PROBLEM STATEMENT -
Please count the lines in the items below that contain the word "person", treating uppercase and lowercase as different, and reply with only that number.

— Start of RECORDS —

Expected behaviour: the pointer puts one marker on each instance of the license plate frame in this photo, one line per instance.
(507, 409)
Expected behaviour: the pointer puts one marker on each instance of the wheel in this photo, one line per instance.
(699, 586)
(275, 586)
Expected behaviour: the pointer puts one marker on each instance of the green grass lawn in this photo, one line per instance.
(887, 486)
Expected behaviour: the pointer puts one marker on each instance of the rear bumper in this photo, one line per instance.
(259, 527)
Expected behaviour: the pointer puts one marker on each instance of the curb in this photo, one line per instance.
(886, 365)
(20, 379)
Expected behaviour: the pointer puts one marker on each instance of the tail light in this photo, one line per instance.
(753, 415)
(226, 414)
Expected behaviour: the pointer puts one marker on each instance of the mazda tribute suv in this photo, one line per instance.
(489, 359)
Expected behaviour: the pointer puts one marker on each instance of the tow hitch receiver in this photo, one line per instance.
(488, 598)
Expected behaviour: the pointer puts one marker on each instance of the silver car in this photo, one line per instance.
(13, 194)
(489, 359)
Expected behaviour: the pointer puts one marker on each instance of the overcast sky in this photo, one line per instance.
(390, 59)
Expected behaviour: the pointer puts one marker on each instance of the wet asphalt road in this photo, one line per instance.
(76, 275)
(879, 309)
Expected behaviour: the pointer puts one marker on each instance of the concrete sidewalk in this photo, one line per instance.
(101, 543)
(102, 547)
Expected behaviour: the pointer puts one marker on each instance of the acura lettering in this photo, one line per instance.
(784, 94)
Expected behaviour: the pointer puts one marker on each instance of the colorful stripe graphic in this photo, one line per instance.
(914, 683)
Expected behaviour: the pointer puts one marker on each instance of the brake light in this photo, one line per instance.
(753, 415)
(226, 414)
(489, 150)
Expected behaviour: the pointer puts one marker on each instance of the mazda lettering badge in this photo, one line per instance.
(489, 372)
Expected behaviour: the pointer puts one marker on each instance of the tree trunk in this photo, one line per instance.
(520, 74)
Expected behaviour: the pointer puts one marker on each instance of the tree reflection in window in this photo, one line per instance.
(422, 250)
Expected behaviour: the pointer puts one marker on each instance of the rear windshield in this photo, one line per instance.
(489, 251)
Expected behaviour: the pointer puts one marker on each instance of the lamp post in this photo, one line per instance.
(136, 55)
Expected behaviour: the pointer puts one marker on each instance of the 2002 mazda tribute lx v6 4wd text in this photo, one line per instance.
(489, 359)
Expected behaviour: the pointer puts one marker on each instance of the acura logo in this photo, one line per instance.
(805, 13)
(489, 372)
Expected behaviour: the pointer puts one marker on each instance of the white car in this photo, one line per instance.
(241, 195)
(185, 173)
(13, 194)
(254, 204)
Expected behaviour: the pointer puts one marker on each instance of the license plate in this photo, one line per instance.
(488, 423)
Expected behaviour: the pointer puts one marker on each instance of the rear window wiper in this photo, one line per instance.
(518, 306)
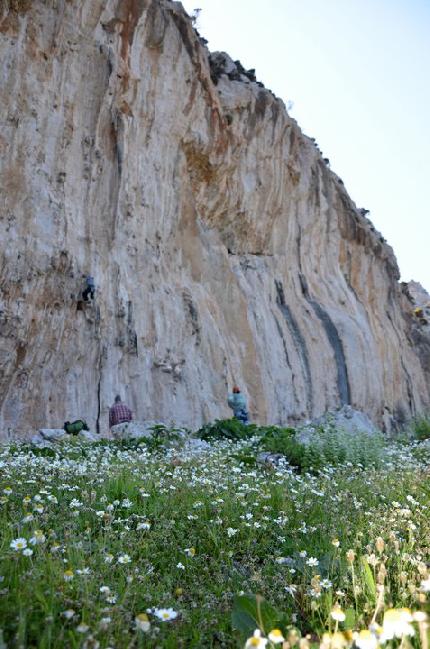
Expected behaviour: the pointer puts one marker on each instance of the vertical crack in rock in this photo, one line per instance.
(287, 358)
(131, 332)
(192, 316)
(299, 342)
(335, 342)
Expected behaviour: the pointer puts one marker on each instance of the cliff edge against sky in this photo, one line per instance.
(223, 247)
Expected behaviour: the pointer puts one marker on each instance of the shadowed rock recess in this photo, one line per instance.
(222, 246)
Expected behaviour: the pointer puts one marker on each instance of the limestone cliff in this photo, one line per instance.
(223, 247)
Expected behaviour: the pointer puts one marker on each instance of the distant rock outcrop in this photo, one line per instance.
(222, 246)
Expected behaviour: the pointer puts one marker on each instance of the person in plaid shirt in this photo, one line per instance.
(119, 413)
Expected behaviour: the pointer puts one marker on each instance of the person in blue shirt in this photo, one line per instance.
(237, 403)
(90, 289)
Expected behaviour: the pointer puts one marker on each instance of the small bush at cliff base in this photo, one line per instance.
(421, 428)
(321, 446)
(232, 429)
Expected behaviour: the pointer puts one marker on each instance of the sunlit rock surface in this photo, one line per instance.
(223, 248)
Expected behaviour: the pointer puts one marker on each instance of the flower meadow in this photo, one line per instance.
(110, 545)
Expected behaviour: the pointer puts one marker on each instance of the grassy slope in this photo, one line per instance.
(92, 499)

— End of RECORDS —
— Start of RECORDS —

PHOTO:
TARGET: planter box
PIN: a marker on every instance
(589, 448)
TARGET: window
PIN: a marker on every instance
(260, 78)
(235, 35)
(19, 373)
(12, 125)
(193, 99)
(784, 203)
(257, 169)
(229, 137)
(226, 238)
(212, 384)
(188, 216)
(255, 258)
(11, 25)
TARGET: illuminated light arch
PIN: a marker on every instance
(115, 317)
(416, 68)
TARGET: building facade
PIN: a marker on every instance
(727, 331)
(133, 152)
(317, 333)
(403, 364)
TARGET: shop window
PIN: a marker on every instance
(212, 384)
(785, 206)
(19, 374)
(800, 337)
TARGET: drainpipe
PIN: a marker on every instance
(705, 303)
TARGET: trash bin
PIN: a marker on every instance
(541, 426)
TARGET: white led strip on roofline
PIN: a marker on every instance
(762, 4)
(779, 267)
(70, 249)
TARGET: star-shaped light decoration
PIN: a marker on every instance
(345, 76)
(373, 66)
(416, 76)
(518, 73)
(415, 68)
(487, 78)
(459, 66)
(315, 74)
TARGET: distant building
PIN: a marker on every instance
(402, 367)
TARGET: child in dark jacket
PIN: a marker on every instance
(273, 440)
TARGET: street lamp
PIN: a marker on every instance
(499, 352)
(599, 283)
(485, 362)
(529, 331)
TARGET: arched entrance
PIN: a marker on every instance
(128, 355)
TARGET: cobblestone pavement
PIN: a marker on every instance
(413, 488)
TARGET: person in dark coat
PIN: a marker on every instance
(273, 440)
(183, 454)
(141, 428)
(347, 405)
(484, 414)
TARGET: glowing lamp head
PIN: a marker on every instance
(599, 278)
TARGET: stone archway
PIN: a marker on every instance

— End of RECORDS —

EXERCISE ANSWER -
3